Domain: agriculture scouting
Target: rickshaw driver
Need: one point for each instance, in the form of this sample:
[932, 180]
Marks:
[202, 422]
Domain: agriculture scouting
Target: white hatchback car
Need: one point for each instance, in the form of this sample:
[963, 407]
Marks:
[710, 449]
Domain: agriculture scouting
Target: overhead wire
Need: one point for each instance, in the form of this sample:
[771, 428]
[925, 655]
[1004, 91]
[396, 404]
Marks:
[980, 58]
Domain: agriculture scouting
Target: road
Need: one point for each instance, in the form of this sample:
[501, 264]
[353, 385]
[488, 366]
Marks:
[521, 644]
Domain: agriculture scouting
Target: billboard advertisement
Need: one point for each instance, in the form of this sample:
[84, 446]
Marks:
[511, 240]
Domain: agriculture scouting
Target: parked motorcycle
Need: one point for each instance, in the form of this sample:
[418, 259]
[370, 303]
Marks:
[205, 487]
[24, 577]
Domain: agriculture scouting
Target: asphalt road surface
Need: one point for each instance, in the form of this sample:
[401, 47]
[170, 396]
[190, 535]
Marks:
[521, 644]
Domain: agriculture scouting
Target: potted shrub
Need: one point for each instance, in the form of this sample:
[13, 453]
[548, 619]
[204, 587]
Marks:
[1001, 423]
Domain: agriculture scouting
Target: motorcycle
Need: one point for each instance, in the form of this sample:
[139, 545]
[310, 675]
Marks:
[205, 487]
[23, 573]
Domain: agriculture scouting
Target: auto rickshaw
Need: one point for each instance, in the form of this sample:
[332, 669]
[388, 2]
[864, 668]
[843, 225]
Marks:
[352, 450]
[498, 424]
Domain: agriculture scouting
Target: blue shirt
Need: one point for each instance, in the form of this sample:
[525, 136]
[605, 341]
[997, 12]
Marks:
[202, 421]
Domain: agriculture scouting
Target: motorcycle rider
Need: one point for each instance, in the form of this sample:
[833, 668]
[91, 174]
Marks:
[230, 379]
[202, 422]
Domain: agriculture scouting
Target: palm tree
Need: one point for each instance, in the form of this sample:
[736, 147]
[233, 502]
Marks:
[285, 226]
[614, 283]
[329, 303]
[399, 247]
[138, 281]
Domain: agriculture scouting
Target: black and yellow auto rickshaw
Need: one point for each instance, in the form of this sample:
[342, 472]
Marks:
-- -- --
**Set exercise:** Reproduce the records in full, exactly as written.

**Answer to this task:**
Domain: agriculture scouting
Target: rickshaw driver
Need: one point for each instance, in the form of this sample:
[932, 180]
Marks:
[202, 422]
Domain: agriculture scouting
Target: white hatchback car
Need: one point for each instance, in the form of this sample:
[963, 407]
Marks:
[710, 449]
Domain: agriculture scouting
Target: overhead wire
Need: one point for each instance, in the form of this sample:
[771, 428]
[925, 655]
[1004, 91]
[396, 404]
Marks:
[980, 58]
Domain: agriculture scouting
Target: road
Need: one point for each instance, in the form of this sample:
[501, 264]
[353, 385]
[488, 366]
Marks:
[521, 644]
Domain: agriculture scouting
Target: billboard advertisement
Need: one point for each instance, in the form of this sample:
[84, 446]
Marks:
[511, 240]
Domain: agriculture scouting
Target: parked motorcycle
Need: one point for each instance, in the form of this sample:
[418, 259]
[370, 303]
Marks:
[205, 487]
[24, 577]
Domain: agriculture scouting
Target: asphalt road surface
Need: one point for each instance, in the form of this sample:
[401, 47]
[170, 396]
[190, 535]
Marks:
[521, 644]
Domain: agriculture scouting
Target: potted shrub
Need: one point for each instance, in the form of this sample:
[13, 453]
[548, 619]
[204, 587]
Marks:
[1001, 423]
Domain: agriculture scouting
Target: motorcycle
Need: one point for each instance, in the form of this sample:
[139, 545]
[310, 675]
Marks:
[205, 487]
[23, 573]
Domain: agriculture scouting
Target: auto rickshaw
Need: one point for each instance, in the form of this sample:
[332, 669]
[388, 2]
[864, 668]
[843, 225]
Marks:
[352, 450]
[498, 424]
Domain: agriculture scouting
Target: blue shirt
Need: one point for each instance, in the form of this sample:
[525, 136]
[605, 341]
[997, 12]
Marks:
[202, 421]
Domain: agriculture scouting
Target: motorcycle rider
Need: one point for each instance, in the form of this sample:
[833, 668]
[91, 174]
Marks:
[230, 379]
[202, 422]
Domain: agriculture scouting
Target: palm tree
Need: one point for each instance, in the form of this sample:
[736, 147]
[233, 502]
Marks:
[285, 226]
[614, 283]
[329, 303]
[399, 247]
[138, 281]
Domain: agriculture scouting
Target: black and yellow auto rickshaw
Need: one point for each instance, in the form of this sample:
[342, 472]
Marks:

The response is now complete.